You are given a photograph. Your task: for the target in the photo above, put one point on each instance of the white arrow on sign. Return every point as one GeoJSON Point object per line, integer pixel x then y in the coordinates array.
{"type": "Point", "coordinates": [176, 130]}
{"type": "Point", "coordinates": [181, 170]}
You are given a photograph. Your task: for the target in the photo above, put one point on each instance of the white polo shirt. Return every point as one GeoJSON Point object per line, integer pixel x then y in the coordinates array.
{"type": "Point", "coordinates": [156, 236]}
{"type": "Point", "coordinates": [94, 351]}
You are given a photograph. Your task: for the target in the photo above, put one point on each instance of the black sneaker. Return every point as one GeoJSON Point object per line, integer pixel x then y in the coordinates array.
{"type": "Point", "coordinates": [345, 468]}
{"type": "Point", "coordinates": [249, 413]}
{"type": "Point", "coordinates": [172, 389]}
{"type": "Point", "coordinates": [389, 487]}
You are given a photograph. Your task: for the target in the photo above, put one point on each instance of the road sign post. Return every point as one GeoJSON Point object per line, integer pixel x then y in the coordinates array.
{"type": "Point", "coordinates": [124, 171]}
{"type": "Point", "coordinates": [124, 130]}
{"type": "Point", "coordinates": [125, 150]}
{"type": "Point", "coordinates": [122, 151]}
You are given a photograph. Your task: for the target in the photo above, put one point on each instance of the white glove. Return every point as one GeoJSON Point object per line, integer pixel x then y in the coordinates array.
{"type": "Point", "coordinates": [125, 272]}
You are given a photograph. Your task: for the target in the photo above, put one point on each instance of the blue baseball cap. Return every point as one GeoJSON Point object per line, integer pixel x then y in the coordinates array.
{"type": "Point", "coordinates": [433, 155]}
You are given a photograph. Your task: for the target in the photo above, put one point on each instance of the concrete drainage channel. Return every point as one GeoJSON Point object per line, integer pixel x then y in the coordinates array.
□ □ □ □ □ □ □
◆ DO THIS: Convert every entry above into a two-column Markdown table headed Row and Text, with each non-blank line as its own numbered row and blank lines skipped.

◆ ANSWER IN FULL:
| Row | Text |
|---|---|
| 1 | You are given a photograph. Your task: for the target in the photo above, put one point on each instance of the white arrow on sign. Return every point as one GeoJSON Point object per line, integer pixel x then y in the coordinates array. |
| 2 | {"type": "Point", "coordinates": [176, 130]} |
| 3 | {"type": "Point", "coordinates": [181, 170]} |
| 4 | You are given a photograph. Your task: for the target in the photo above, put one point on each instance of the white polo shirt. Return every point as one GeoJSON Point object per line, integer pixel x then y in the coordinates array. |
| 5 | {"type": "Point", "coordinates": [156, 236]} |
| 6 | {"type": "Point", "coordinates": [94, 351]} |
| 7 | You are given a photograph. Your task: for the target in the photo above, put one point on each instance of the black sneaker. Return every point as one GeoJSON Point object per line, integer pixel x then y in the coordinates array. |
| 8 | {"type": "Point", "coordinates": [345, 468]} |
| 9 | {"type": "Point", "coordinates": [249, 413]} |
| 10 | {"type": "Point", "coordinates": [172, 389]} |
| 11 | {"type": "Point", "coordinates": [389, 487]} |
| 12 | You are given a photograph. Your task: for the target in the photo above, put one point on each instance of the road sign post. Return every point as one GeoJSON Point object per line, integer pixel x then y in the coordinates array. |
| 13 | {"type": "Point", "coordinates": [124, 171]} |
| 14 | {"type": "Point", "coordinates": [124, 130]} |
| 15 | {"type": "Point", "coordinates": [125, 150]} |
| 16 | {"type": "Point", "coordinates": [122, 151]} |
| 17 | You are given a photograph. Your task: for the target in the photo above, put one point on each instance of the white glove. Return every point as one GeoJSON Point object per line, integer pixel x then y in the coordinates array. |
| 18 | {"type": "Point", "coordinates": [125, 272]} |
| 19 | You are given a photograph. Your task: for the target in the photo above, put one point on each instance of the blue baseball cap. Return every point as one GeoJSON Point object per line, integer pixel x then y in the coordinates array. |
| 20 | {"type": "Point", "coordinates": [433, 155]} |
| 21 | You are given a photograph. Your task: for the target in the photo above, put one point on each instance of the concrete drainage channel. Return every point as one GeoJSON Point object per line, integer pixel x then y in the coordinates array. |